__Source passage__
*****

Basic page crawler written in Node.js

Crawler is designed to work as a test tool. It can extract all links from a given site along with additional information like statusCode, page title etc. This can be then displayed on console or dumped to csv or json file.

Example use cases

* check site for broken (404) links
* extract image urls from site
* crawl auction/ecommerce pages to calculate average prices
* extract all phone numbers from site

Requirements

Starting from version 1.3.0 Node version >= 15 may be required.
Starting from version 2.0.0 Node version >= 18.16.0 is required.

NPM version usage - from version 2.0.0

* create a folder in the project root directory to store all related files for example ___crawler___

* create ___sauron.settings.js___ file in the root project directory
``



module.exports = {

    comments: {

        customDirectory: 'Directory to store custom parsing functions',

        outputDirectory: 'Directory to store output files',

        saveDirectory: 'Directory to store save files',

    },

    customDirectory: './crawler/custom/',

    outputDirectory: './crawler/output/',

    saveDirectory: './crawler/save/',

    pluginsDirectory: './crawler/plugins/',

};





* all "custom" (custom.customFile) js files must be placed in the ___customDirectory___ specified above. 

In the config file provide a path relative to that folder. 



* crawl based on a config file



npx sauron .\configs\sample.config.js



* same as above but start with a list of urls



npx sauron .\configs\sample.config.js .\configs\list.input.json





Config file example



module.exports = {

    "id":             "projectId",

    "startURL":       "http://example.com",

    "sitemapURL":     "http://example.com/sitemap.xml",

    "output":         "json",

    "storeDefaultData": true,

    "custom": {

        "useCustom": true,

        "customFile": "custom.blank"

    },

    // !important: When using a regex in allowedDomains do no use a "g" flag

    // Using the g flag with a reused regex in JavaScript can make you lose

    // matches because it makes the regex stateful via lastIndex, so each new

    // call starts matching from where the previous one left off instead of

    // from the beginning of the string.

    "allowedDomains": [

        "example.com",

        "test.example.com"

    ],

    "allowedProtocols": [

        "http:",

        "https:"

    ],

    "dedupeProtocol": true,

    "allowLinksFrom": {

        "pattern":        "^.*",

        "pathnameAllow": [],

        "pathnameDeny":  []

    },

    "crawlLinks": {

        "pattern":       "^.*",

        "pathnameAllow": [],

        "pathnameDeny":  []

    },

    "saveCrawlData": {

        "pattern":       "^.*",

        "pathnameAllow": [],

        "pathnameDeny":  []

    },

    "httpAuth": {

        "enable": false,

        "user":   "login",

        "pass":   "pass"

    },

    "cookies": [

        {

            "key": "testCookie",

            "value": "test-value"

        }

    ],

    "customHeaders": {

        "User-Agent": "Mozilla/5.0 (SAURON NT 10.0; Win64; x64; rv:131.0) Gecko/20100101 Firefox/131.0"

*****

__Rows from an object pointing dataset__
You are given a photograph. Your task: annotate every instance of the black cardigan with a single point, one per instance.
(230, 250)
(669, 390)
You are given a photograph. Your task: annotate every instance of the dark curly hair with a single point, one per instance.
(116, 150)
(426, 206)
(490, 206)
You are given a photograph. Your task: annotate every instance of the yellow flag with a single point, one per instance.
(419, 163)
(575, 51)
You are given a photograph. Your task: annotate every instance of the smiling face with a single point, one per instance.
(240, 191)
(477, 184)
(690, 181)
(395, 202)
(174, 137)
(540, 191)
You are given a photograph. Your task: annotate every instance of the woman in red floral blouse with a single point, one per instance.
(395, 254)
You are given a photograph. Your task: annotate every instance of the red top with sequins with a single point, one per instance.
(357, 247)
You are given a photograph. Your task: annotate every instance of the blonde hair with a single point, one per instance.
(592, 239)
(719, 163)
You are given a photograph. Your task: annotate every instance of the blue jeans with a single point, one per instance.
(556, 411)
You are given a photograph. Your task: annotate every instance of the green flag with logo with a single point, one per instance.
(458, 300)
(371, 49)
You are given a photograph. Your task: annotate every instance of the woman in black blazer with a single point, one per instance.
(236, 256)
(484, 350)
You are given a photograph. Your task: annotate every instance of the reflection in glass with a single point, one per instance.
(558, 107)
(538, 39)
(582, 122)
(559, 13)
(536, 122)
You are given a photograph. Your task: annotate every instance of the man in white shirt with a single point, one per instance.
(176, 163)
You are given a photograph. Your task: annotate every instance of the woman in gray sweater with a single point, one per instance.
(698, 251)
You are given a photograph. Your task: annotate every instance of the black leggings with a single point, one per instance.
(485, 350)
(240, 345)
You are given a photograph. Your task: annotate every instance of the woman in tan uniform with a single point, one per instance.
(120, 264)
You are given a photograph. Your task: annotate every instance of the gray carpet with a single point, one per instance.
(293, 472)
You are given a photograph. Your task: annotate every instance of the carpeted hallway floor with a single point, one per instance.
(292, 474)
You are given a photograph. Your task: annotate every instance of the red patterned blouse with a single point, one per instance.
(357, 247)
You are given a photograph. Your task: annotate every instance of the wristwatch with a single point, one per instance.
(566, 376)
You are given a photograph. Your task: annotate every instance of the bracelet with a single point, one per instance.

*****

__Exercises to complete__
A – Reproduce the stretch of the Node.js crawler page from "Crawler is designed" through "18.16.0 is required." word for word.
B – Pick out every line of the records that contains the string "flag", treating uppercase and lowercase as different.
These records are unrelated to the Node.js crawler page.

__Expected outputs__
A –
Crawler is designed to work as a test tool. It can extract all links from a given site along with additional information like statusCode, page title etc. This can be then displayed on console or dumped to csv or json file.

Example use cases

* check site for broken (404) links
* extract image urls from site
* crawl auction/ecommerce pages to calculate average prices
* extract all phone numbers from site

Requirements

Starting from version 1.3.0 Node version >= 15 may be required.
Starting from version 2.0.0 Node version >= 18.16.0 is required.

B –
You are given a photograph. Your task: annotate every instance of the yellow flag with a single point, one per instance.
You are given a photograph. Your task: annotate every instance of the green flag with logo with a single point, one per instance.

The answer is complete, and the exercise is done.